* Supplied information
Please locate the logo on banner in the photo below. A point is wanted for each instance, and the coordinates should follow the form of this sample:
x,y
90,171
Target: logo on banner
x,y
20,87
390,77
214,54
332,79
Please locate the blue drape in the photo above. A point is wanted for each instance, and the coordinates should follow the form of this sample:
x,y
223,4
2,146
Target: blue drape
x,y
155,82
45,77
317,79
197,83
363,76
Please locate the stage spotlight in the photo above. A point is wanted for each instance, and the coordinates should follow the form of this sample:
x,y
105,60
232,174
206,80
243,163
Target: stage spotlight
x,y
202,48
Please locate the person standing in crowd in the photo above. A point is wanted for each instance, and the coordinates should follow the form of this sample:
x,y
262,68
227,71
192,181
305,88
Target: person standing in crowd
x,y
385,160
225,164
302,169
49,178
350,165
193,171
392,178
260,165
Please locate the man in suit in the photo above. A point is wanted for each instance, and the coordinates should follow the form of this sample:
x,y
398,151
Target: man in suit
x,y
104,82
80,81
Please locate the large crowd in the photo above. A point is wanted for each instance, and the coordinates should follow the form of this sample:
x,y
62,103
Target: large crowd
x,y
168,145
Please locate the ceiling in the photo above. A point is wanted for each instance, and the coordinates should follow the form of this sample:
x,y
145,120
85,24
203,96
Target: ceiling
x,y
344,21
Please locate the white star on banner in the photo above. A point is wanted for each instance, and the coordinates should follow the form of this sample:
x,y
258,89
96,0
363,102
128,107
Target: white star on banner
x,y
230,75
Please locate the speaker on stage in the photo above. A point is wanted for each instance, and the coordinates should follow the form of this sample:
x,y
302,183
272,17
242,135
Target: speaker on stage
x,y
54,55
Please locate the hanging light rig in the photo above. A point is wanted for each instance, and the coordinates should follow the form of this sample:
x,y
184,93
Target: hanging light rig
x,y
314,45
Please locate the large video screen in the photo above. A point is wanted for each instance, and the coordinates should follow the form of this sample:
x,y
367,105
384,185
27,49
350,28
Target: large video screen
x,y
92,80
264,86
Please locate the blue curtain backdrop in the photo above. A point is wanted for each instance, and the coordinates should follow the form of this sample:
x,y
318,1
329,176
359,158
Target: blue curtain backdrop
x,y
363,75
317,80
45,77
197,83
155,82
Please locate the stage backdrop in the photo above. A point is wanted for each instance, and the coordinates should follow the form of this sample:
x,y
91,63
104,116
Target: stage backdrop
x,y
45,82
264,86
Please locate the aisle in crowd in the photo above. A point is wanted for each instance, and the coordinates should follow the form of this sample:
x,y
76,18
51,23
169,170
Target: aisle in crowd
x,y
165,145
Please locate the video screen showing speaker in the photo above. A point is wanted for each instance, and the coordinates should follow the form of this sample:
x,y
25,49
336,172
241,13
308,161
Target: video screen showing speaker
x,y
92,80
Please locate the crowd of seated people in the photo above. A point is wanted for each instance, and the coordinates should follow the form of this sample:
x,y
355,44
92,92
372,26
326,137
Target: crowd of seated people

* About this exercise
Search the data for "people". Copy each line that has it.

* Response area
Please locate the crowd of seated people in the photo above. A point is wanted for each instance, and the coordinates should follow the form of this sample:
Target: crowd of seated people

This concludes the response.